EXERCISE DETAILS ▸ Retype the entries from their very first line through the line containing "positive clicks: (209, 201) (214, 177)", reproducing each line character for character.

==== SOURCE MATERIAL

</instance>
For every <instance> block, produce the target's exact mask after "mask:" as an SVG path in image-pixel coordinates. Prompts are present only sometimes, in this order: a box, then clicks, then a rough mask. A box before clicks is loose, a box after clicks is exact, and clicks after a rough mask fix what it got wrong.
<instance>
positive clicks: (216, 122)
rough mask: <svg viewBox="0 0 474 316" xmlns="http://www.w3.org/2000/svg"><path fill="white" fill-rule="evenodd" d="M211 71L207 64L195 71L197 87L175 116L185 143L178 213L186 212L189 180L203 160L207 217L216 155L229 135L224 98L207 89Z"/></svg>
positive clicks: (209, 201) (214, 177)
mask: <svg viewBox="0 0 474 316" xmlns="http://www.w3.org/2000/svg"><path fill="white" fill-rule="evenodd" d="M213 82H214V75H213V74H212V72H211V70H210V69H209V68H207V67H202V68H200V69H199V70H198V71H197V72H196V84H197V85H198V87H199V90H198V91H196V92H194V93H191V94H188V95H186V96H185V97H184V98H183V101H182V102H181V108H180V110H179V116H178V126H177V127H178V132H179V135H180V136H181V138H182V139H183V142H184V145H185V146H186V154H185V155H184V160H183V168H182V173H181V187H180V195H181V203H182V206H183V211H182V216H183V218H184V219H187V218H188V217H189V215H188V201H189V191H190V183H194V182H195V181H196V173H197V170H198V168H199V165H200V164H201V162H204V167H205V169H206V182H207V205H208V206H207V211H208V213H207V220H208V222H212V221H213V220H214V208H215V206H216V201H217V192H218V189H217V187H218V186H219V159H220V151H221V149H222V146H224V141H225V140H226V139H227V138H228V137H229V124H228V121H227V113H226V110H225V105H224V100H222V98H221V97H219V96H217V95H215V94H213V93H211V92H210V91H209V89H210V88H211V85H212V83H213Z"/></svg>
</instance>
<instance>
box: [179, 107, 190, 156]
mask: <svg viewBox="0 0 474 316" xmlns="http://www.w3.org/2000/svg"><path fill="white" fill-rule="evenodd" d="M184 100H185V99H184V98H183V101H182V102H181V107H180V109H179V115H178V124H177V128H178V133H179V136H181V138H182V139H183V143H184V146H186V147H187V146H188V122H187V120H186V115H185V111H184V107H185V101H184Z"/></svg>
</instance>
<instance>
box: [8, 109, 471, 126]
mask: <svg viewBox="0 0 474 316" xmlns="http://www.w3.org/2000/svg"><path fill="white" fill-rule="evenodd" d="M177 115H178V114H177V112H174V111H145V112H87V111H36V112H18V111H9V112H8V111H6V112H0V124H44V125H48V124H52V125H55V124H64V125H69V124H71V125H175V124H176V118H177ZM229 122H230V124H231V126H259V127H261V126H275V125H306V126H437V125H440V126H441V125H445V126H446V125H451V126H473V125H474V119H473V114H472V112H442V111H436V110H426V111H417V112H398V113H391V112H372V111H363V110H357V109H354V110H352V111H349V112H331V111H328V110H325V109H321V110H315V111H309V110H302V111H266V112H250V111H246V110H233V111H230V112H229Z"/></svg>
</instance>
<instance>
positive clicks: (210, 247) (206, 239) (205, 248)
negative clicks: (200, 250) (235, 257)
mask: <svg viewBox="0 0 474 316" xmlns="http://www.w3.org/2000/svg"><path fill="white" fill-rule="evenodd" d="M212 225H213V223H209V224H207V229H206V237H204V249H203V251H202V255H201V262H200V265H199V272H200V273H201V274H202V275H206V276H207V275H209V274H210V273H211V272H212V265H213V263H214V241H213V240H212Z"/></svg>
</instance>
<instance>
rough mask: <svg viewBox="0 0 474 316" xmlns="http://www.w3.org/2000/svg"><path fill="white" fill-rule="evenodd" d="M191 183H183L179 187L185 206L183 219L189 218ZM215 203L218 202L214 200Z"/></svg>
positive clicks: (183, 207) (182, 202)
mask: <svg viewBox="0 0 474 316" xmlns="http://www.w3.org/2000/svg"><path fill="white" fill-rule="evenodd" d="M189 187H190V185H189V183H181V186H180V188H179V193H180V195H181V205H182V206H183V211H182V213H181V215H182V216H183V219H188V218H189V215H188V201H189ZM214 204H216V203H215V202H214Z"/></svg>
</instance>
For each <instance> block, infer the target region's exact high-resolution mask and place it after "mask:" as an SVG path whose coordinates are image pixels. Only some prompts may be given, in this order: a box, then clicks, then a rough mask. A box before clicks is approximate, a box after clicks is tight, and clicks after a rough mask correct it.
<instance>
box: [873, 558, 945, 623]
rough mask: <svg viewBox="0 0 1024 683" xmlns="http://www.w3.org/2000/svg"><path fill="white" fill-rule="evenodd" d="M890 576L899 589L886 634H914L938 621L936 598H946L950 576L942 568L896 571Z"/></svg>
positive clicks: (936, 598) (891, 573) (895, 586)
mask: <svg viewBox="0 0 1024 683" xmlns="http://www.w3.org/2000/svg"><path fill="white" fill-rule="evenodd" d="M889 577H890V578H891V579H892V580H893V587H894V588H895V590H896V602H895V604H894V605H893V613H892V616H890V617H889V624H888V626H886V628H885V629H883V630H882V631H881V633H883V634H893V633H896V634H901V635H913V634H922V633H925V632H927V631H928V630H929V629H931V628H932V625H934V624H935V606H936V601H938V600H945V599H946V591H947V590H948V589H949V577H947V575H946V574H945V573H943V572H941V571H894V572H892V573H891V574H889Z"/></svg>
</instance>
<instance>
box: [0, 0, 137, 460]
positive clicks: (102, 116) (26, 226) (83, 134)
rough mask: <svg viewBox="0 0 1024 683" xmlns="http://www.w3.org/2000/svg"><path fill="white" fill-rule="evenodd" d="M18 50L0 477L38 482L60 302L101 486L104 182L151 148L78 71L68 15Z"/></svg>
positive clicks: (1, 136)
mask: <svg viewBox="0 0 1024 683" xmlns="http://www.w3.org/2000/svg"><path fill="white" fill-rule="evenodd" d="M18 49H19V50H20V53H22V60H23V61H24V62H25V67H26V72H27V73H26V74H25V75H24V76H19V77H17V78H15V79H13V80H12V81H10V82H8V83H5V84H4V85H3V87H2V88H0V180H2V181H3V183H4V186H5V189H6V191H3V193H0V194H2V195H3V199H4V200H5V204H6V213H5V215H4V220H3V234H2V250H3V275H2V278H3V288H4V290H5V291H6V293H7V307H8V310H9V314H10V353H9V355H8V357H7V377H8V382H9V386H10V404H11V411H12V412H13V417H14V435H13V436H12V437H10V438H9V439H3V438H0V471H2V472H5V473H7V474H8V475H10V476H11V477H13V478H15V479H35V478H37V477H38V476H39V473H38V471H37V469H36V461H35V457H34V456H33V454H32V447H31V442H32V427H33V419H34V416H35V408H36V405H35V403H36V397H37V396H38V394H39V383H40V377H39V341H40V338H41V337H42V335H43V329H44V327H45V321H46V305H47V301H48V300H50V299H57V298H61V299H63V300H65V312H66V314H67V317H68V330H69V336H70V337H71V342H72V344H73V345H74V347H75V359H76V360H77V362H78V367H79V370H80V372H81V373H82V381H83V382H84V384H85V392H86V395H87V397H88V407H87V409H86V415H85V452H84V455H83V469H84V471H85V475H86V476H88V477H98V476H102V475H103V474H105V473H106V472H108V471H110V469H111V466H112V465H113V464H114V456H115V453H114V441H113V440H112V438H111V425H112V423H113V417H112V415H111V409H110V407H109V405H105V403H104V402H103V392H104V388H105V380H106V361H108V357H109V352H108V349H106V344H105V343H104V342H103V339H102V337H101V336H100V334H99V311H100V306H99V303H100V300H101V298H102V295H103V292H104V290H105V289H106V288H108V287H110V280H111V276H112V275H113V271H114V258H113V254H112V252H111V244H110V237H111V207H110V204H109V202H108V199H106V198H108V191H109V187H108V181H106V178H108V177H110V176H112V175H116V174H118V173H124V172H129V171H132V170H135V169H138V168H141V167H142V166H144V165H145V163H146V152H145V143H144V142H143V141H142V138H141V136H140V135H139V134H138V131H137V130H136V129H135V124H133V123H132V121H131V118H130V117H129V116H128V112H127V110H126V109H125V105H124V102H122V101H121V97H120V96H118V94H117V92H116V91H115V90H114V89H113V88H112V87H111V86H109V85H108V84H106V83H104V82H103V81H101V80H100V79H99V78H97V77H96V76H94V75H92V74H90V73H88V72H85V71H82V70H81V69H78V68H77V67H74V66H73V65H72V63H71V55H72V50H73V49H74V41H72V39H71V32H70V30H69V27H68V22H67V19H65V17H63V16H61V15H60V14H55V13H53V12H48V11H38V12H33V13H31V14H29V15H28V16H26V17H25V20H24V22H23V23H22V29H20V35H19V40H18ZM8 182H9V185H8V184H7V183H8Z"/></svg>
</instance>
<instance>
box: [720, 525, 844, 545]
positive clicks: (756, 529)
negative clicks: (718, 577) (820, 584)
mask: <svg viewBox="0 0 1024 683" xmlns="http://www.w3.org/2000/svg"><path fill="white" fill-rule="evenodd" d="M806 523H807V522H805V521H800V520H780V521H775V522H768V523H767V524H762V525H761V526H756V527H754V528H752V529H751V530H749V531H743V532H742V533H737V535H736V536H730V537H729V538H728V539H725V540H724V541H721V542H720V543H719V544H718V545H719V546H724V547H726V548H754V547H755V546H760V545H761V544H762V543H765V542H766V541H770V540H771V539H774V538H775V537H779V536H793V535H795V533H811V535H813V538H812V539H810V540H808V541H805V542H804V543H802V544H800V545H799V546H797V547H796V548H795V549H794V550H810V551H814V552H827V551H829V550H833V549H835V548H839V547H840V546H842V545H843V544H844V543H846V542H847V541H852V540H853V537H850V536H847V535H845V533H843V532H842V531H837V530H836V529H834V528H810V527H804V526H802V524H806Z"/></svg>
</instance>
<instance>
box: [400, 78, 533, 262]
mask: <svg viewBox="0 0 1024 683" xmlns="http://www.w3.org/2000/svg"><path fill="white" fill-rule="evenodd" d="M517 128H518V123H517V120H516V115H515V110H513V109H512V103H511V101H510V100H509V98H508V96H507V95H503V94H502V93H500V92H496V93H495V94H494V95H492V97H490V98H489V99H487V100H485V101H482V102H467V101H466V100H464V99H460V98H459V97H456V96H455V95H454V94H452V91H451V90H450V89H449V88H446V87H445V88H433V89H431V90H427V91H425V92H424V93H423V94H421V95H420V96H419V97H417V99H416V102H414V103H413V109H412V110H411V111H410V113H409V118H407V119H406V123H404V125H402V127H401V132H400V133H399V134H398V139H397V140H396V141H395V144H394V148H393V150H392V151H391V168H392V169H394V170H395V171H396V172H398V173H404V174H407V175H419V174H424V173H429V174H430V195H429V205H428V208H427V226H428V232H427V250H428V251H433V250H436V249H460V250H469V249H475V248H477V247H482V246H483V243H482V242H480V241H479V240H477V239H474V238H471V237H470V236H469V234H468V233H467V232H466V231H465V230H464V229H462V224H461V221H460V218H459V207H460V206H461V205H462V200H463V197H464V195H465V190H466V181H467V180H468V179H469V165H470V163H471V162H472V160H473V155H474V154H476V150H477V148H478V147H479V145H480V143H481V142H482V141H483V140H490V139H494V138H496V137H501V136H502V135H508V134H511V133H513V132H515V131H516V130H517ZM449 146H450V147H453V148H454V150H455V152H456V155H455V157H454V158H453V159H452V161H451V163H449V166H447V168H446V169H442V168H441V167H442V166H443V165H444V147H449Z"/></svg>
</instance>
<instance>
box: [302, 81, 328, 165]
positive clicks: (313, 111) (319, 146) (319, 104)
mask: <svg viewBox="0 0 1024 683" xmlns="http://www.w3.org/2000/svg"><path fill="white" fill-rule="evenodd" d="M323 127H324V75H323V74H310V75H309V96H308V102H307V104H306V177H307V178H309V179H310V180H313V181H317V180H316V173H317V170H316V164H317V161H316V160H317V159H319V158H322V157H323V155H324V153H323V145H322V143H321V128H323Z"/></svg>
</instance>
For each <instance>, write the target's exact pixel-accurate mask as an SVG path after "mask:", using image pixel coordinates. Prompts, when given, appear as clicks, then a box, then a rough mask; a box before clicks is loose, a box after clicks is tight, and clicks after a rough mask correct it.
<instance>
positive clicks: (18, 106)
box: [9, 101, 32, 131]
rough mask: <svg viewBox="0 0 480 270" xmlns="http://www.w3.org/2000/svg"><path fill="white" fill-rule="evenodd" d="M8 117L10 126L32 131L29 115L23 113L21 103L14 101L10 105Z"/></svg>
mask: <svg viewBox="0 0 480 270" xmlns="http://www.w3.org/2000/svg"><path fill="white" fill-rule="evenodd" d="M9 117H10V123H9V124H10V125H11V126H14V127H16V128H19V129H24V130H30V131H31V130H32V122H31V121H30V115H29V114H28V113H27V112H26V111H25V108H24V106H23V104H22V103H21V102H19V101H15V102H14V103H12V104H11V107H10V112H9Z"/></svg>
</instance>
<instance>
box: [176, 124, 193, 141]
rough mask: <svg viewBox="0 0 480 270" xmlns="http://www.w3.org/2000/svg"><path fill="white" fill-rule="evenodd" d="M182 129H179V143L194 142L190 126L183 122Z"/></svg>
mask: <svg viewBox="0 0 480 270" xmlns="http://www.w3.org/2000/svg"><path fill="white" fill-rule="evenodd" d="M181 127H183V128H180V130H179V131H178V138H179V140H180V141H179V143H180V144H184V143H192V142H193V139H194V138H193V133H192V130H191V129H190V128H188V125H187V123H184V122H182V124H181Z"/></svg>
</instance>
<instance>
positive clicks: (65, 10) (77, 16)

========

RESPONSE TO THE TASK ▸
</instance>
For every <instance> block, produce the target's exact mask after "mask:" as an SVG path in image-pixel coordinates. Prompts are present only sometimes, in this order: a box, then clicks, then a rough mask. A box before clicks is loose, a box after clicks is exact, and clicks after a rough mask fix what it got wrong.
<instance>
positive clicks: (216, 122)
rough mask: <svg viewBox="0 0 474 316" xmlns="http://www.w3.org/2000/svg"><path fill="white" fill-rule="evenodd" d="M211 71L207 64L195 71L197 87L175 116L185 143L178 213L186 212L189 180L203 160L207 217L216 155L229 135L224 98L207 89Z"/></svg>
positive clicks: (209, 201) (214, 177)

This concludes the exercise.